* _TASK BRIEF_: Reproduce word for word the part of the blog timeline below that starts with "2009--I wrote a" and goes on through "things tapered off.".

* _QUOTED PASSAGE_:
* * * * * * *
Monday, December 15, 2014

Post #3--Timeline

So, here's the sequence of events, kind of.

2009--I wrote a novel. It about killed me. Queried, got a positive response, but realized I hadn't edited the manuscript and that I'd queried prematurely. (For the record, it still sits, unedited, rotting in my hard drive. Someday, I say. Someday.)

2010--Started The Weed. My blog was about ADHD. I had a lot to say. For about a month. Then I tried medication for the first time and things tapered off.

End of 2010--I read a blog post online that made me laugh. I realized in that moment that I had wasted so much material talking about ADD in a serious way. Something clicked. From that day forward, randomly, I started writing humor posts. I became obsessed with it, started submitting my stuff to small contests, started gaining followers. It was fun.

Concurrently I was very purposefully building a writing platform. The undergirding of the whole operation was to build a platform to eventually be able to sell my book. From the very beginning, blogging has been about eventually selling books for me. I love it in and of itself, but the driving force for me is always that bigger picture.

2011--More humor posts. Still a lot of fun, but things started to get a little strained. I felt very constricted only using humor Most of my followers by that point had joined because of the comedy. I felt boxed in, but I also really loved it.

Beginning of 2012--I started really getting back into my novel, trying to finish it. I felt like that would be the next step. As you can see from this post, I had big plans. You can probably tell that I had no idea what was going to happen in two months.
* * * * * * *
* _DATA EXTRACTS_:
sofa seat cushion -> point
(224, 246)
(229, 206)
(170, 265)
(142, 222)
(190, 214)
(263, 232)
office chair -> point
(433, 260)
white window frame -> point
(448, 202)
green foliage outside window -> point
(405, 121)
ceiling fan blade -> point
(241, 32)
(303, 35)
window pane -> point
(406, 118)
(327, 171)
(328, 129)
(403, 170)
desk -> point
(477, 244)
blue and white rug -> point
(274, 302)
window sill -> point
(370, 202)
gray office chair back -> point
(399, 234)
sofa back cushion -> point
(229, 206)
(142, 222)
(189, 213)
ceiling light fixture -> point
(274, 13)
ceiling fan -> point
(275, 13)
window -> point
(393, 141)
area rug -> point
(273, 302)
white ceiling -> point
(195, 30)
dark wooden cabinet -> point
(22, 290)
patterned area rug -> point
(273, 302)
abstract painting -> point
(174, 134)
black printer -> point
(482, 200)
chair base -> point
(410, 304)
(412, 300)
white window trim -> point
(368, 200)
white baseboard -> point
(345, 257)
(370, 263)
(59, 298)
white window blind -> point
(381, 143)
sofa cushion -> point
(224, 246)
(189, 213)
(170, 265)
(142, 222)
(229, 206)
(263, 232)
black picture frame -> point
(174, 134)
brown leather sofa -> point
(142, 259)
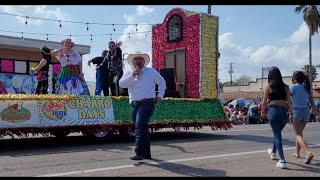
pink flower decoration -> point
(190, 41)
(7, 65)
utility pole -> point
(230, 72)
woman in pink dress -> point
(69, 79)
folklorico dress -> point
(42, 77)
(68, 80)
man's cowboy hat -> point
(138, 54)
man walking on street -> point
(141, 83)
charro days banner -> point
(78, 111)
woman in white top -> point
(69, 79)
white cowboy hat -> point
(138, 54)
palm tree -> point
(312, 18)
(314, 73)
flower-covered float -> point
(184, 51)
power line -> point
(77, 22)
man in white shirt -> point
(141, 83)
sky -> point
(251, 37)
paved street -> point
(240, 151)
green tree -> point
(314, 73)
(312, 18)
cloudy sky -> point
(252, 37)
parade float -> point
(184, 51)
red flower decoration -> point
(190, 42)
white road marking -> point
(162, 162)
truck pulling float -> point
(184, 51)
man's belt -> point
(142, 101)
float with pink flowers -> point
(184, 51)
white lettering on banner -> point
(78, 111)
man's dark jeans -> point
(278, 118)
(141, 113)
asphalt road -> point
(240, 151)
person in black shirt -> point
(102, 73)
(114, 59)
(43, 68)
* * * * * * *
* _SOLUTION FOR THIS TASK_:
2009--I wrote a novel. It about killed me. Queried, got a positive response, but realized I hadn't edited the manuscript and that I'd queried prematurely. (For the record, it still sits, unedited, rotting in my hard drive. Someday, I say. Someday.)

2010--Started The Weed. My blog was about ADHD. I had a lot to say. For about a month. Then I tried medication for the first time and things tapered off.